[SHORT PROBLEM] Output every one of the rows below verbatim, changing nothing.

[ITEMS]
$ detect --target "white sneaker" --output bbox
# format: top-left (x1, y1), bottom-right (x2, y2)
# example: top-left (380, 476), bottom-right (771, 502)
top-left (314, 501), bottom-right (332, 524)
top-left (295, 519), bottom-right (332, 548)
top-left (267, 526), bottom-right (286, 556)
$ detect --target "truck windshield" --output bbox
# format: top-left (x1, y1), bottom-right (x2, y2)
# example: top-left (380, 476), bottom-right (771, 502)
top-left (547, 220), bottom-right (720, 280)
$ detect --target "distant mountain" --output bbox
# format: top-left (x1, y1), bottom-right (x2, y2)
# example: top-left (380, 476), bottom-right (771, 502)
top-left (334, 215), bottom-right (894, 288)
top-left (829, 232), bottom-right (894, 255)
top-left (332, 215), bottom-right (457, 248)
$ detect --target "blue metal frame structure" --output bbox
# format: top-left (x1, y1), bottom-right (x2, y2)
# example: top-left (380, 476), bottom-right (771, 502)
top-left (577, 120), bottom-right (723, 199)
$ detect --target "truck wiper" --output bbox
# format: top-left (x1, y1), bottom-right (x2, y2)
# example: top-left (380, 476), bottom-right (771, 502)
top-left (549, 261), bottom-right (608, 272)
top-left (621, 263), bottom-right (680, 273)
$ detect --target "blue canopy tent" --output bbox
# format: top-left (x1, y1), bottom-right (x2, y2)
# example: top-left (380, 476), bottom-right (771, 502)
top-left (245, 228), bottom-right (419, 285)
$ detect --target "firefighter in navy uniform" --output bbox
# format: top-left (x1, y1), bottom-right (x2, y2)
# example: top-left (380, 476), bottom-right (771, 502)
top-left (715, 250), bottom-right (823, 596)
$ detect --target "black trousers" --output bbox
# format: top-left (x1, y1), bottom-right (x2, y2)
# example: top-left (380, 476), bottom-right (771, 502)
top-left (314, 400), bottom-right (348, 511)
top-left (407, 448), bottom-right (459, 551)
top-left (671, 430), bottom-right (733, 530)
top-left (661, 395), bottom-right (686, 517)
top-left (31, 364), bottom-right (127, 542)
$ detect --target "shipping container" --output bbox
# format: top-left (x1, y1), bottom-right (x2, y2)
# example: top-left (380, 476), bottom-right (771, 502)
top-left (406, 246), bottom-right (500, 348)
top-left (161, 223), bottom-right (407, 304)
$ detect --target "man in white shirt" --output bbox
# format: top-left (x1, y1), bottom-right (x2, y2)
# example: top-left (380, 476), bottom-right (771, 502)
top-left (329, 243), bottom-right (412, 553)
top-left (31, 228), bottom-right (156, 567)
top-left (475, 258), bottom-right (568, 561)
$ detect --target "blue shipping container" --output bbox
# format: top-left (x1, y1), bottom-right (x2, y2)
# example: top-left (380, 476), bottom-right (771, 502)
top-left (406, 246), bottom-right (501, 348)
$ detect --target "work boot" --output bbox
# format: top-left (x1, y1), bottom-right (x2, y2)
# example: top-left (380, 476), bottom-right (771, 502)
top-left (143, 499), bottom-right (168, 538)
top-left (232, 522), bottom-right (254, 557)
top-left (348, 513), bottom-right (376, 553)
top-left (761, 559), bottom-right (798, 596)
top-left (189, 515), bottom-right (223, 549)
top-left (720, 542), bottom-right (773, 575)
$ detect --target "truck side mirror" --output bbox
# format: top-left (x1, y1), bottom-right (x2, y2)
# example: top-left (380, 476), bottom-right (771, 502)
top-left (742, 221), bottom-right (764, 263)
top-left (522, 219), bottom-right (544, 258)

[ANSWER FOR THIS EXERCISE]
$ detect --target "white sneaker" --output bbox
# format: top-left (x1, y1), bottom-right (x2, y2)
# example: top-left (380, 476), bottom-right (771, 502)
top-left (314, 501), bottom-right (332, 524)
top-left (295, 519), bottom-right (332, 548)
top-left (267, 526), bottom-right (286, 556)
$ detect --target "truck windshield" --output bbox
# format: top-left (x1, y1), bottom-right (x2, y2)
# example: top-left (380, 476), bottom-right (771, 502)
top-left (547, 220), bottom-right (720, 280)
$ detect --target "distant mountain" --output bbox
# format: top-left (x1, y1), bottom-right (x2, y2)
# example: top-left (380, 476), bottom-right (771, 502)
top-left (334, 215), bottom-right (894, 288)
top-left (829, 232), bottom-right (894, 255)
top-left (332, 215), bottom-right (457, 248)
$ detect --target "blue metal frame structure" --output bbox
# format: top-left (x1, y1), bottom-right (x2, y2)
# example: top-left (380, 476), bottom-right (771, 502)
top-left (577, 120), bottom-right (723, 199)
$ detect --target "truck wiper" --output bbox
# format: top-left (x1, y1), bottom-right (x2, y2)
# example: top-left (380, 476), bottom-right (771, 502)
top-left (549, 261), bottom-right (608, 272)
top-left (621, 263), bottom-right (680, 273)
$ detect --target "blue canopy tent" --output bbox
# format: top-left (x1, y1), bottom-right (x2, y2)
# example: top-left (380, 476), bottom-right (771, 502)
top-left (245, 228), bottom-right (419, 285)
$ detect --target "firefighter in navy uniform" --output bbox
# format: top-left (x1, y1), bottom-right (x2, y2)
# example: top-left (380, 476), bottom-right (771, 502)
top-left (715, 250), bottom-right (823, 596)
$ detect --target "black trousers" --output bbox
# format: top-left (x1, y1), bottom-right (x2, y2)
# example: top-left (380, 476), bottom-right (771, 502)
top-left (314, 400), bottom-right (348, 511)
top-left (407, 448), bottom-right (459, 551)
top-left (671, 430), bottom-right (733, 530)
top-left (661, 395), bottom-right (686, 517)
top-left (31, 364), bottom-right (127, 542)
$ detect --target "shipping container" --output bbox
# format: top-left (x1, y1), bottom-right (x2, y2)
# example: top-left (380, 476), bottom-right (771, 502)
top-left (406, 246), bottom-right (500, 348)
top-left (161, 223), bottom-right (407, 304)
$ detect --target "man in white shirt" --output bbox
# format: top-left (x1, y1), bottom-right (x2, y2)
# example: top-left (380, 476), bottom-right (771, 502)
top-left (329, 243), bottom-right (412, 553)
top-left (31, 228), bottom-right (156, 567)
top-left (475, 258), bottom-right (568, 561)
$ detect --target "blue shipping container" --output bbox
# format: top-left (x1, y1), bottom-right (x2, y2)
# example: top-left (380, 476), bottom-right (771, 502)
top-left (406, 246), bottom-right (501, 348)
$ detect --target "work boot" --output bbox
# format: top-left (x1, y1), bottom-right (x2, y2)
# example: top-left (380, 476), bottom-right (771, 502)
top-left (143, 499), bottom-right (168, 538)
top-left (232, 522), bottom-right (254, 557)
top-left (348, 513), bottom-right (376, 553)
top-left (761, 559), bottom-right (798, 596)
top-left (189, 515), bottom-right (223, 549)
top-left (720, 542), bottom-right (773, 575)
$ detect --target "truck side mirror" --output bbox
# format: top-left (x1, y1), bottom-right (x2, y2)
# example: top-left (380, 476), bottom-right (771, 502)
top-left (742, 221), bottom-right (764, 263)
top-left (522, 219), bottom-right (544, 258)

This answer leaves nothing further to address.